Which lines in the records below contain the word "lapel"? Collect each of them.

Stored items from a collection

----------------------------------------

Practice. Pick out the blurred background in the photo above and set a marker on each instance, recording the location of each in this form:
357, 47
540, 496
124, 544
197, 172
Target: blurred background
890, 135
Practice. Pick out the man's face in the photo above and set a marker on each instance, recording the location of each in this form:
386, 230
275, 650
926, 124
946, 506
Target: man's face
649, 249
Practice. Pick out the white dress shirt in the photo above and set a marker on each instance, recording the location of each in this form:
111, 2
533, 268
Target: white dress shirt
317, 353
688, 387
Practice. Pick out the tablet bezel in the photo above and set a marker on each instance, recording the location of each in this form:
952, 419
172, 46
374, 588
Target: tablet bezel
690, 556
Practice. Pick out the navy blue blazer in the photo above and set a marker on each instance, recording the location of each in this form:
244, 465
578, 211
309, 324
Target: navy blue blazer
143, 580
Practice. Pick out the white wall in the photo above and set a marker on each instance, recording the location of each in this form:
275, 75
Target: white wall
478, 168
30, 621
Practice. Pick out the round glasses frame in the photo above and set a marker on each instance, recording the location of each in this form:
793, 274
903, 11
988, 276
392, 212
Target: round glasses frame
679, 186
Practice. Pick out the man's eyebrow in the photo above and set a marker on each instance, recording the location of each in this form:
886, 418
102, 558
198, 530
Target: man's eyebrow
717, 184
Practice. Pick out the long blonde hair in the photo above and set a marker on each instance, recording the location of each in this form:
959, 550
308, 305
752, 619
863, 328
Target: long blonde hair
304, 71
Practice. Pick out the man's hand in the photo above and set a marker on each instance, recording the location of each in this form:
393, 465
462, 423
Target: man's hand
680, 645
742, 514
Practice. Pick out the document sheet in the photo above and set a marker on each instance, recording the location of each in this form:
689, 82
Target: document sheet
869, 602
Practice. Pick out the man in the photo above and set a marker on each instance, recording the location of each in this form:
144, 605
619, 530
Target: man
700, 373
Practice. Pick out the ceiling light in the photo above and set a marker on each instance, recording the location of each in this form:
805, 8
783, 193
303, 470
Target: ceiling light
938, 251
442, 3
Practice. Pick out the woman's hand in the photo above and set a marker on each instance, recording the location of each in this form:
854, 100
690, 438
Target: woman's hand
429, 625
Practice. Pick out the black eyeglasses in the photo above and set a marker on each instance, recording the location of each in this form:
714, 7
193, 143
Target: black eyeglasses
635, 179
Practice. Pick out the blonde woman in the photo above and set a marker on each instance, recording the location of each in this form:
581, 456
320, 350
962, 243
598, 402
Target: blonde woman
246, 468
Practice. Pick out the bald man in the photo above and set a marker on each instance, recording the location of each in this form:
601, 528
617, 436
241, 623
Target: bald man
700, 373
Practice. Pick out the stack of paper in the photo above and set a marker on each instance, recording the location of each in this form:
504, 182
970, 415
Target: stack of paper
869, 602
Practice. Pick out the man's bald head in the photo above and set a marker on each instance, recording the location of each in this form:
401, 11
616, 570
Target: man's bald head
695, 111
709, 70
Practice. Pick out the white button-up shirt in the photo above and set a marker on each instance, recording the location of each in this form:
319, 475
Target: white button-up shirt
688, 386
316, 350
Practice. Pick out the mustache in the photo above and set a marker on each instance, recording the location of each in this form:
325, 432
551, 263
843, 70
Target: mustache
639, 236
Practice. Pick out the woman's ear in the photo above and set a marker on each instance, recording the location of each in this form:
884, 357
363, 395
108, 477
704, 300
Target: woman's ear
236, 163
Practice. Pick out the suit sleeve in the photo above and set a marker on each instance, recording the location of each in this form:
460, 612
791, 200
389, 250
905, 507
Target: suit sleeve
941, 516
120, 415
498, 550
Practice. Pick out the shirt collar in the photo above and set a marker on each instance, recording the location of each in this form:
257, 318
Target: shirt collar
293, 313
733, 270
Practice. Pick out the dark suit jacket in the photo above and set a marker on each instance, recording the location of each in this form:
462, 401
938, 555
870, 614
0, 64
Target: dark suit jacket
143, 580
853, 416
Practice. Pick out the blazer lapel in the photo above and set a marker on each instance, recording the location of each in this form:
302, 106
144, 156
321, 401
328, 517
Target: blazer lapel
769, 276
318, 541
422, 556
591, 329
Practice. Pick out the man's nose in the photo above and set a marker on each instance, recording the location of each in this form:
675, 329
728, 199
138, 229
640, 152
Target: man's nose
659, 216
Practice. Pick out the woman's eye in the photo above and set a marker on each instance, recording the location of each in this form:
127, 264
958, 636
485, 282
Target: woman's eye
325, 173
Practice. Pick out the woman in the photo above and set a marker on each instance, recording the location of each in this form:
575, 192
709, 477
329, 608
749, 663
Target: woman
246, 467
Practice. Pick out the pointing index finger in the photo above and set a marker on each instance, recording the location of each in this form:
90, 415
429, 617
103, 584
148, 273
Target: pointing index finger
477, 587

----------------------------------------

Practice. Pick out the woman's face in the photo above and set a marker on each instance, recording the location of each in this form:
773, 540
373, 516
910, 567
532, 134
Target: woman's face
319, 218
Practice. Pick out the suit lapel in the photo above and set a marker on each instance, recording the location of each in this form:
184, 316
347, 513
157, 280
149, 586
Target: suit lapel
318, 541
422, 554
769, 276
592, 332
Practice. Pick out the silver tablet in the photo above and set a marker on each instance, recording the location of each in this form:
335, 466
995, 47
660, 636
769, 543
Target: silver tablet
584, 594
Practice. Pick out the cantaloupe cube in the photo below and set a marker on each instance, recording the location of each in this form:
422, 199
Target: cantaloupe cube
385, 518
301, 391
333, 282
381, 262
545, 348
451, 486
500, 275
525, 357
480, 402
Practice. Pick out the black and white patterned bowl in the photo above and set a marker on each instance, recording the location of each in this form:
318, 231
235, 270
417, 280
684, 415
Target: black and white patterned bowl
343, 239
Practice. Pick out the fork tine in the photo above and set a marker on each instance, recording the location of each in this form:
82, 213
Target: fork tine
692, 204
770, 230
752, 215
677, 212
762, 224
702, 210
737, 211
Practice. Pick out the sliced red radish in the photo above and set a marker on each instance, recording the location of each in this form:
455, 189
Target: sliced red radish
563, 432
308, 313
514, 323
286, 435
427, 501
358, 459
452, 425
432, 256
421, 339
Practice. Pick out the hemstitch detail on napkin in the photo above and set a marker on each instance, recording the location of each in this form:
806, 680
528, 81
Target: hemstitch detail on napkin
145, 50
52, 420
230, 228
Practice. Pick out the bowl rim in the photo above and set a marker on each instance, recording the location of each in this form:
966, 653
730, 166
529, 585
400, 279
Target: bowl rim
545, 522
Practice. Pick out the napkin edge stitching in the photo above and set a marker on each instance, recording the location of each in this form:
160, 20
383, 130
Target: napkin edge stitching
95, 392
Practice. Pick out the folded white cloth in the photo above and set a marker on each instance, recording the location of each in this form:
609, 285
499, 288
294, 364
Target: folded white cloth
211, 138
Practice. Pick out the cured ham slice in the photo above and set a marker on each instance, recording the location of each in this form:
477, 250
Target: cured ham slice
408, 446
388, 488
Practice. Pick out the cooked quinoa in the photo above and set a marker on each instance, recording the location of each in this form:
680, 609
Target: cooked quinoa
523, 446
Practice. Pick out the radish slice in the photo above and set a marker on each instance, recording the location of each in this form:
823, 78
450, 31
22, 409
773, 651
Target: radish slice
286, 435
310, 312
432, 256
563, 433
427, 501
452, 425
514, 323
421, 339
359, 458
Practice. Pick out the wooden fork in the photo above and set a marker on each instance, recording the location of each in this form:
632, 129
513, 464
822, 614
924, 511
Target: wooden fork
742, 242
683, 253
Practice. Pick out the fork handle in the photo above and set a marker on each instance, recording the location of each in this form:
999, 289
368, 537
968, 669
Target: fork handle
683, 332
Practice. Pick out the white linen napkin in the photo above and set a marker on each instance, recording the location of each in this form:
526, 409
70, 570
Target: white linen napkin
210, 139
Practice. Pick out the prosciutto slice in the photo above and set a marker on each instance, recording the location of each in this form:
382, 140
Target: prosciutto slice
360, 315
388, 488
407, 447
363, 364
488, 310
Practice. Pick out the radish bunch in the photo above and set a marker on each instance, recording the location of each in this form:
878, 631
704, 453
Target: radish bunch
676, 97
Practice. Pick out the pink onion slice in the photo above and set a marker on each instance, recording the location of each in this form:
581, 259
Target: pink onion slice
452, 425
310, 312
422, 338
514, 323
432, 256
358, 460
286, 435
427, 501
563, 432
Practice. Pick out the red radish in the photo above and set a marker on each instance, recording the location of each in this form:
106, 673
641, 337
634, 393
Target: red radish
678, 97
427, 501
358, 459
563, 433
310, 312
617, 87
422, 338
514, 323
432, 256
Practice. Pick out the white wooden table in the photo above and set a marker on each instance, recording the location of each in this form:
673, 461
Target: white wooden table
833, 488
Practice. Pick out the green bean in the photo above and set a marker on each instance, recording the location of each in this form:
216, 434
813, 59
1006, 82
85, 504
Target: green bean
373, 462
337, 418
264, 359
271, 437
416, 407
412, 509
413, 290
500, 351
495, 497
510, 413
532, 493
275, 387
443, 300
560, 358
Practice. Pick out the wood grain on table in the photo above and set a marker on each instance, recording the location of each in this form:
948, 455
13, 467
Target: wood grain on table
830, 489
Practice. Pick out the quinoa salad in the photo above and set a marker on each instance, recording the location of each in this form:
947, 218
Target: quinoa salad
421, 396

----------------------------------------

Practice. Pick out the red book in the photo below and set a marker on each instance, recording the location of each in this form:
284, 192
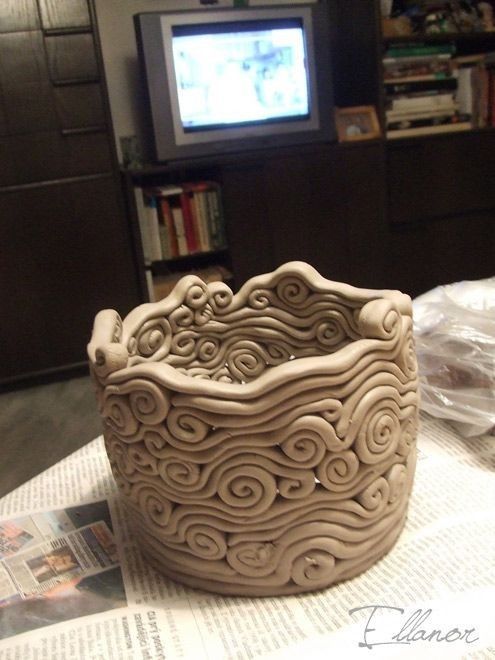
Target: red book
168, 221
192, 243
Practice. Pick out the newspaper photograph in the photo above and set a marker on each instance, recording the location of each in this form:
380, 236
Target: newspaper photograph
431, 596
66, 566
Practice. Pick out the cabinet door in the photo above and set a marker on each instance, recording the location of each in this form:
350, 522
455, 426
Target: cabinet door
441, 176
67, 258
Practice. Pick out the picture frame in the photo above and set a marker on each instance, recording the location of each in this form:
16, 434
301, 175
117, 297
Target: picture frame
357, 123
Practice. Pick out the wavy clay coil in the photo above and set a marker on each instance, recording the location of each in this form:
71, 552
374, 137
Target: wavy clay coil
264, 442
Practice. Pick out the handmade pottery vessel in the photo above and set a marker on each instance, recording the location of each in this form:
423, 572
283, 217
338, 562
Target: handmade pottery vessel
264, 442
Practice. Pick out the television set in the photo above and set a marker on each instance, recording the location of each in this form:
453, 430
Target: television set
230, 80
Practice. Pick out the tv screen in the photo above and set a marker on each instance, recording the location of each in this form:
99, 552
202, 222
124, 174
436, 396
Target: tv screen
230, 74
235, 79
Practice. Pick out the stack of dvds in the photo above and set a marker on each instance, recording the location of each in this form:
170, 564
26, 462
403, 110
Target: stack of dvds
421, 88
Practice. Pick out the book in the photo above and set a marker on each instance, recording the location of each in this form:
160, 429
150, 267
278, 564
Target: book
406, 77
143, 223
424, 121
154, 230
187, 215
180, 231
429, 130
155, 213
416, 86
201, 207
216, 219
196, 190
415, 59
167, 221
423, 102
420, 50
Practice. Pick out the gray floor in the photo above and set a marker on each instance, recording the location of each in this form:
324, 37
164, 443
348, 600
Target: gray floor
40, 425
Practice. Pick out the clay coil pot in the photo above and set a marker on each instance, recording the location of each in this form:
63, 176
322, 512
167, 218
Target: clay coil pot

----------------------------------------

### Answer to the task:
Practice. Pick out the blazer lapel in the photo above and set a marker on each instance, recording the location of each in this form:
Target: blazer lapel
Practice. Pick out the suit lapel in the photo above and set a marker on each instance, recording the location of each in this form:
Target: suit lapel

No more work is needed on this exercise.